#### Work request:
Pull out every line below that contains the word "stone".

Material to process below:

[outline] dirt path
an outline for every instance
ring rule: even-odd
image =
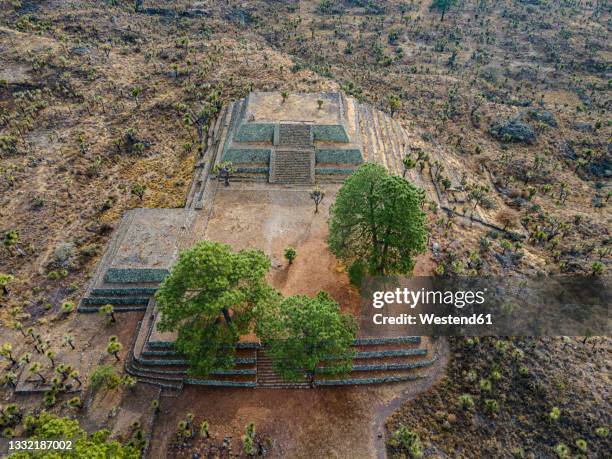
[[[416,398],[417,395],[428,390],[431,386],[438,382],[442,376],[444,376],[446,364],[448,363],[450,356],[448,342],[444,338],[438,341],[436,354],[438,356],[438,360],[429,368],[425,379],[413,382],[396,398],[391,400],[386,405],[378,407],[376,410],[372,427],[372,437],[374,439],[377,459],[386,459],[387,457],[387,448],[385,447],[385,423],[387,422],[387,418],[405,402]]]

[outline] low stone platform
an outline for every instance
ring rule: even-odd
[[[78,310],[97,312],[106,304],[117,312],[146,309],[179,252],[195,241],[198,216],[188,209],[127,211]]]

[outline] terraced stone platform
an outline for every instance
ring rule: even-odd
[[[138,381],[166,391],[178,391],[185,384],[244,388],[308,389],[316,386],[382,384],[410,381],[422,377],[421,370],[436,360],[435,349],[418,336],[358,338],[353,371],[343,377],[329,374],[325,364],[317,369],[314,382],[306,378],[285,381],[273,369],[265,349],[255,341],[240,342],[233,368],[213,371],[206,378],[189,374],[187,361],[174,348],[175,335],[156,329],[159,317],[155,301],[148,304],[126,371]]]
[[[283,381],[274,372],[266,350],[257,342],[246,341],[236,349],[234,368],[197,378],[189,374],[187,362],[174,348],[175,334],[157,330],[159,317],[153,299],[180,250],[205,237],[227,239],[223,237],[228,235],[225,223],[221,225],[224,232],[216,237],[207,231],[215,227],[215,222],[219,226],[217,211],[223,201],[219,198],[226,195],[219,192],[219,187],[256,201],[252,208],[259,210],[250,221],[258,223],[246,227],[255,228],[255,233],[265,232],[265,237],[249,244],[263,244],[260,248],[270,253],[272,239],[280,232],[297,231],[294,213],[310,208],[308,192],[315,182],[327,183],[331,196],[337,183],[364,161],[380,163],[401,175],[402,158],[409,145],[408,133],[396,120],[339,92],[289,94],[285,99],[279,93],[251,93],[228,103],[209,125],[185,207],[126,212],[78,310],[93,313],[102,305],[112,304],[116,312],[144,312],[126,371],[164,390],[177,391],[185,384],[309,388],[419,378],[436,360],[435,346],[426,339],[401,335],[360,336],[353,346],[353,370],[344,377],[330,374],[322,364],[312,383]],[[231,161],[236,168],[230,181],[261,183],[234,184],[225,189],[213,172],[222,161]],[[457,168],[445,164],[455,185],[459,181],[454,172]],[[444,199],[431,180],[431,171],[415,168],[408,171],[407,178],[423,188],[431,200]],[[263,201],[271,204],[257,207]],[[211,218],[213,223],[209,225]],[[269,226],[272,224],[276,226]],[[234,220],[231,227],[239,225]]]
[[[228,109],[223,150],[234,180],[270,183],[341,181],[363,163],[354,101],[343,93],[251,93]],[[286,151],[314,151],[310,178],[303,168],[276,173],[275,158]],[[296,156],[301,158],[302,156]],[[296,163],[297,164],[297,163]]]

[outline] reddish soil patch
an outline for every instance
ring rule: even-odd
[[[326,197],[314,213],[309,188],[287,189],[261,184],[232,184],[215,196],[206,239],[234,249],[258,248],[272,260],[270,282],[284,295],[315,295],[325,290],[344,311],[359,312],[359,292],[327,248],[329,205],[338,185],[323,187]],[[291,266],[284,250],[293,247]]]

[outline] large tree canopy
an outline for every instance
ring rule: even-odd
[[[328,373],[351,371],[356,330],[355,318],[342,314],[325,292],[314,298],[287,297],[267,309],[257,324],[257,334],[276,372],[287,380],[306,375],[311,382],[323,361]]]
[[[366,264],[371,274],[411,273],[427,241],[423,199],[410,182],[364,164],[344,181],[330,209],[330,250],[345,262]]]
[[[193,374],[233,366],[240,336],[278,299],[265,280],[269,269],[263,252],[234,252],[218,242],[202,241],[181,253],[155,295],[158,329],[178,331],[177,350],[188,358]]]

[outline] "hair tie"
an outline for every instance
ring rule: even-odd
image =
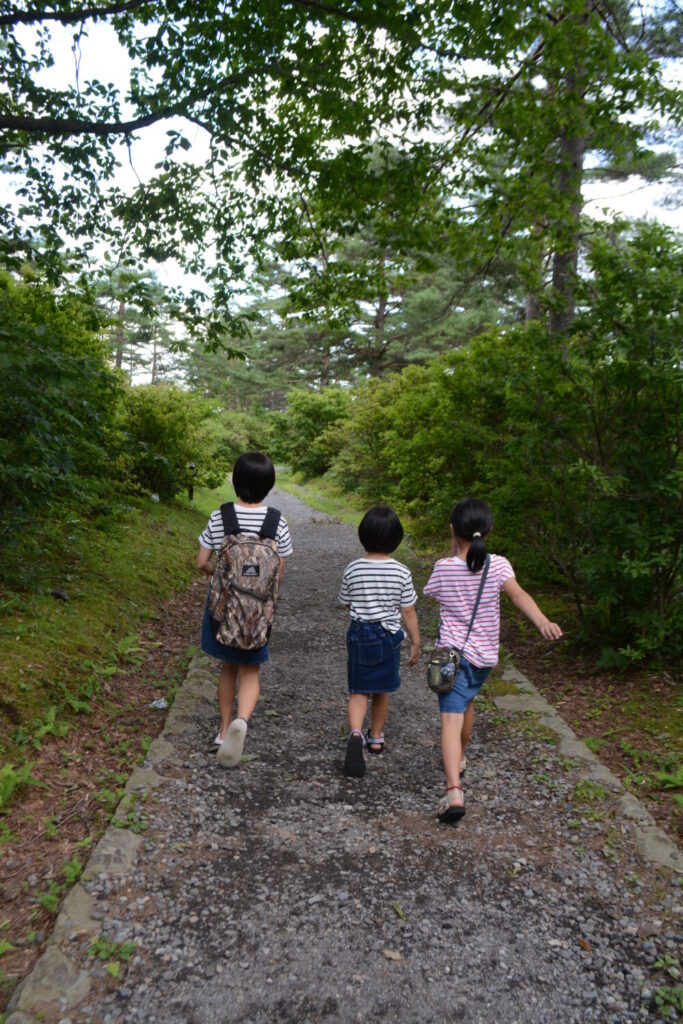
[[[473,534],[472,534],[472,540],[475,540],[475,539],[476,539],[477,537],[481,537],[481,534],[479,533],[479,531],[478,531],[478,530],[477,530],[477,532],[476,532],[476,533],[473,533]]]

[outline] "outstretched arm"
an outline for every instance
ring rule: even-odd
[[[410,654],[408,655],[408,664],[417,665],[418,658],[420,657],[420,627],[417,624],[417,612],[415,611],[415,605],[407,605],[405,608],[401,608],[401,615],[405,623],[406,632],[410,637]]]
[[[531,594],[527,594],[526,590],[522,590],[514,576],[511,576],[509,580],[505,581],[503,584],[503,590],[515,607],[519,608],[520,612],[523,612],[530,622],[533,622],[534,626],[545,640],[560,639],[562,636],[562,630],[558,624],[556,622],[551,622],[550,619],[546,618]]]

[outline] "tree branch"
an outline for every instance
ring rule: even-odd
[[[77,117],[25,117],[16,114],[0,114],[0,129],[6,128],[10,131],[30,132],[33,135],[128,135],[139,128],[147,128],[157,121],[163,121],[168,117],[188,117],[188,110],[194,103],[200,103],[218,92],[222,92],[229,86],[243,85],[250,78],[262,72],[280,71],[280,63],[273,61],[260,67],[251,68],[249,71],[237,75],[230,75],[228,78],[215,82],[208,88],[196,95],[188,95],[179,103],[173,103],[168,107],[143,114],[133,118],[132,121],[85,121]]]
[[[341,7],[333,7],[331,4],[322,3],[321,0],[284,0],[285,3],[294,4],[296,7],[306,7],[311,11],[321,11],[323,14],[334,14],[344,21],[352,21],[356,25],[370,24],[370,19],[363,18],[351,11],[344,11]]]
[[[59,21],[62,25],[78,24],[88,18],[105,18],[108,14],[124,14],[134,11],[136,7],[144,7],[149,0],[122,0],[118,4],[106,4],[102,7],[83,7],[77,11],[15,11],[13,14],[0,15],[0,27],[11,25],[35,25],[36,22]]]

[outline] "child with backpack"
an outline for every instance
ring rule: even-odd
[[[408,664],[417,664],[420,656],[413,580],[408,567],[391,557],[403,539],[400,519],[388,505],[377,505],[363,516],[358,537],[365,557],[346,566],[339,591],[339,601],[351,614],[346,635],[350,731],[344,770],[357,778],[365,774],[366,746],[372,754],[384,749],[389,694],[401,685],[401,619],[410,636]],[[370,727],[363,736],[370,700]]]
[[[224,768],[235,767],[242,756],[247,722],[260,692],[259,667],[268,661],[283,558],[292,553],[284,516],[262,504],[274,484],[275,467],[267,455],[240,455],[232,472],[237,501],[212,512],[199,538],[197,568],[211,577],[201,647],[222,662],[218,678],[221,727],[214,746]],[[235,694],[237,717],[233,720]]]
[[[439,693],[441,757],[446,792],[439,804],[439,821],[456,822],[465,813],[460,786],[467,760],[465,751],[474,725],[474,698],[498,661],[500,592],[526,615],[546,640],[559,640],[562,630],[550,622],[522,590],[512,566],[501,555],[487,555],[486,538],[493,515],[484,501],[467,498],[451,513],[451,555],[434,566],[425,594],[441,605],[437,648],[460,652],[453,686]]]

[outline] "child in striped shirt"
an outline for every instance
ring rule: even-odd
[[[365,557],[346,566],[339,591],[351,614],[346,635],[350,732],[344,770],[356,777],[365,774],[366,745],[372,754],[384,749],[389,694],[401,685],[401,619],[410,637],[408,664],[417,664],[420,656],[413,580],[407,566],[391,557],[403,539],[400,519],[388,505],[377,505],[363,516],[358,537]],[[370,728],[363,736],[370,698]]]
[[[425,594],[441,605],[437,647],[455,647],[461,652],[452,689],[439,694],[441,756],[446,776],[446,792],[437,811],[439,821],[459,821],[465,813],[460,778],[467,765],[465,751],[474,725],[474,698],[498,661],[501,590],[546,640],[562,636],[557,623],[550,622],[534,599],[522,590],[512,566],[501,555],[490,556],[481,600],[472,621],[487,557],[485,541],[492,528],[493,516],[486,502],[477,498],[458,502],[451,513],[451,556],[436,563],[424,588]]]
[[[232,485],[237,495],[234,513],[237,526],[242,533],[258,535],[264,524],[268,508],[263,499],[275,485],[275,467],[271,459],[262,452],[245,452],[235,462],[232,471]],[[289,526],[284,516],[276,513],[277,530],[275,542],[280,558],[280,581],[284,559],[292,553]],[[197,568],[212,576],[216,567],[215,553],[220,551],[225,535],[221,509],[211,513],[208,523],[199,538]],[[214,740],[217,747],[216,760],[223,768],[234,768],[239,764],[247,734],[249,721],[259,698],[259,670],[268,661],[268,643],[255,650],[241,650],[227,647],[213,635],[209,618],[209,595],[206,599],[202,620],[201,647],[205,654],[221,662],[218,677],[218,707],[221,725]],[[239,684],[239,685],[238,685]],[[237,717],[233,708],[237,695]]]

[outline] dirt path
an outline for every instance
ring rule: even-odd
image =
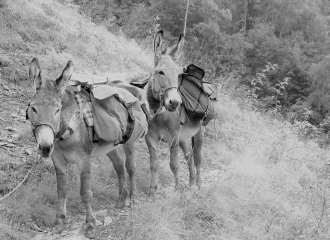
[[[7,58],[15,63],[0,68],[0,196],[9,192],[24,178],[36,159],[33,137],[27,135],[28,137],[19,139],[22,132],[24,133],[24,131],[29,131],[30,129],[29,122],[25,119],[25,110],[28,101],[32,97],[32,88],[27,78],[23,77],[24,75],[27,76],[26,69],[30,57],[13,53],[12,56]],[[11,66],[18,66],[18,68],[13,69]],[[207,140],[206,144],[208,144]],[[172,177],[168,166],[169,149],[165,144],[161,144],[159,156],[162,171],[168,171],[170,174],[167,173],[167,175]],[[187,185],[188,171],[181,152],[179,157],[181,159],[182,181],[184,185]],[[150,177],[148,172],[148,150],[143,140],[137,144],[136,161],[138,168],[140,168],[139,171],[147,172],[143,176],[137,176],[137,184],[139,185],[139,181],[147,182]],[[50,165],[50,167],[52,166]],[[204,185],[218,181],[224,170],[223,165],[216,161],[204,164],[202,172]],[[161,191],[162,189],[163,191],[173,191],[173,178],[160,180],[164,184],[160,188]],[[138,207],[139,202],[147,200],[146,193],[146,188],[139,189],[138,187],[138,203],[134,207]],[[94,198],[93,202],[95,216],[98,219],[96,239],[125,239],[126,237],[123,236],[123,233],[129,231],[123,229],[124,226],[127,226],[124,223],[129,221],[132,209],[128,207],[123,210],[116,209],[114,207],[115,202],[112,200],[101,201]],[[32,228],[35,232],[33,240],[86,239],[83,236],[85,215],[82,212],[77,213],[68,209],[68,216],[68,229],[62,234],[53,234],[50,228],[37,226],[33,221],[31,221],[30,226],[26,227],[29,231]]]
[[[183,158],[183,156],[181,156]],[[214,165],[214,164],[212,164]],[[226,169],[223,167],[213,167],[204,169],[203,180],[204,187],[217,182],[224,175]],[[188,183],[188,174],[186,171],[182,173],[182,181]],[[185,177],[186,176],[186,177]],[[164,197],[166,193],[174,191],[173,186],[163,186],[157,193],[157,197]],[[139,204],[145,201],[150,201],[146,193],[140,192],[137,203],[134,205],[133,209],[126,207],[125,209],[115,208],[115,203],[103,206],[102,209],[94,212],[97,218],[97,236],[96,240],[121,240],[126,239],[125,233],[129,232],[125,229],[130,224],[130,215],[134,208],[139,207]],[[97,201],[94,199],[94,202]],[[94,206],[97,205],[94,203]],[[68,229],[62,234],[53,234],[50,229],[46,229],[43,233],[38,233],[33,238],[33,240],[82,240],[87,239],[83,236],[84,234],[84,221],[85,215],[71,215],[68,221]]]

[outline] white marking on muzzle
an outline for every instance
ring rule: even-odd
[[[176,88],[171,88],[168,89],[166,92],[166,97],[164,99],[164,105],[165,107],[171,107],[171,103],[178,103],[180,105],[182,103],[181,96],[178,93],[178,89]]]
[[[53,129],[47,125],[41,125],[37,127],[35,136],[38,144],[38,150],[41,151],[41,149],[49,147],[51,148],[49,155],[51,155],[53,152],[55,139]]]

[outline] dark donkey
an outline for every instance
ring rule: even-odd
[[[80,195],[86,207],[85,236],[95,236],[95,218],[92,212],[91,200],[91,160],[92,132],[81,117],[81,110],[74,98],[74,93],[66,89],[66,83],[73,72],[73,64],[69,61],[62,74],[55,81],[43,81],[38,59],[34,58],[30,64],[30,79],[34,79],[36,92],[30,102],[27,115],[32,123],[33,133],[38,144],[39,153],[43,157],[51,156],[57,177],[58,205],[55,227],[58,232],[63,231],[66,219],[66,199],[68,189],[68,164],[78,165],[80,172]],[[72,133],[70,121],[75,114],[77,129]],[[66,139],[58,139],[58,135],[71,131]],[[130,178],[130,196],[134,197],[135,161],[133,144],[123,144],[126,154],[126,169]],[[119,156],[117,148],[107,156],[111,159],[118,174],[120,206],[128,196],[124,160]]]
[[[190,185],[196,183],[200,188],[202,184],[200,176],[203,145],[201,120],[187,112],[183,125],[180,121],[182,100],[178,93],[178,75],[183,70],[179,65],[183,44],[184,37],[181,34],[174,48],[166,48],[163,44],[163,31],[159,31],[154,40],[155,68],[147,85],[147,99],[150,112],[154,116],[149,122],[146,135],[150,153],[150,194],[152,195],[157,189],[159,168],[157,150],[161,140],[167,142],[170,147],[170,167],[175,177],[175,187],[180,185],[179,146],[188,162]],[[192,150],[188,146],[189,139],[192,139]]]

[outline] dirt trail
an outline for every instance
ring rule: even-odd
[[[1,56],[11,59],[11,64],[0,65],[0,196],[9,192],[24,178],[36,159],[33,137],[19,139],[19,133],[30,129],[29,122],[25,119],[25,110],[32,97],[32,83],[27,80],[27,65],[31,57],[17,53]],[[161,164],[168,168],[169,149],[165,144],[161,144],[159,155]],[[187,185],[188,171],[181,152],[179,157],[182,181]],[[137,164],[141,161],[145,165],[149,161],[148,150],[143,140],[137,143]],[[223,165],[216,161],[204,164],[202,172],[204,185],[218,181],[223,171],[225,171]],[[138,179],[142,177],[149,178],[149,173],[145,176],[137,176]],[[172,184],[163,186],[161,191],[173,191]],[[138,207],[139,202],[147,200],[146,190],[140,189],[137,200],[134,207]],[[123,226],[129,221],[132,209],[128,207],[123,210],[116,209],[115,202],[111,200],[100,203],[99,200],[94,199],[93,202],[95,216],[98,219],[96,239],[125,239],[123,232],[129,231],[123,231]],[[85,215],[81,212],[70,212],[68,209],[68,217],[68,229],[62,234],[53,234],[50,228],[37,226],[33,222],[26,227],[35,231],[33,240],[86,239],[83,236]]]

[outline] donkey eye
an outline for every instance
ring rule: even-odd
[[[57,109],[55,114],[58,114],[61,111],[61,109]]]
[[[159,75],[165,76],[165,73],[163,71],[159,71]]]
[[[34,107],[32,107],[32,111],[33,111],[34,113],[37,113],[37,109],[35,109]]]

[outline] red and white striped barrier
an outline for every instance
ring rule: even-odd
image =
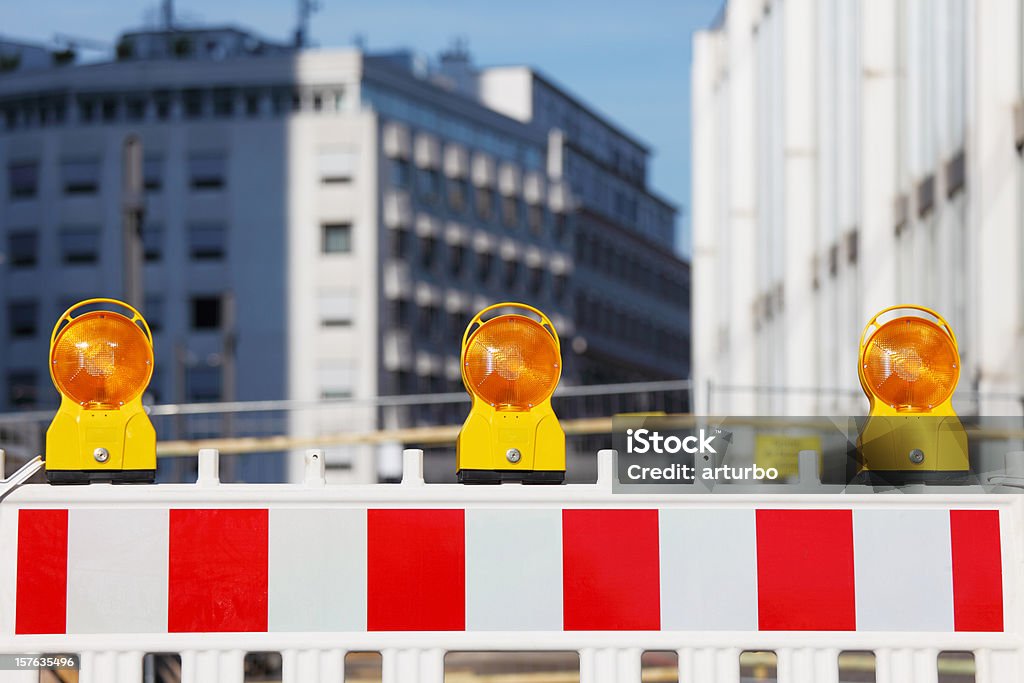
[[[939,650],[1024,672],[1019,496],[406,481],[23,486],[0,502],[0,653],[80,652],[86,681],[139,681],[147,651],[240,681],[266,650],[340,680],[344,649],[384,652],[389,683],[488,649],[578,650],[585,683],[639,681],[644,649],[713,683],[743,649],[787,683],[837,680],[840,650],[876,651],[879,683],[934,682]]]
[[[16,635],[1003,631],[991,509],[22,509]]]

End of Material to process.

#### Result of the task:
[outline] low stone platform
[outline] terraced stone platform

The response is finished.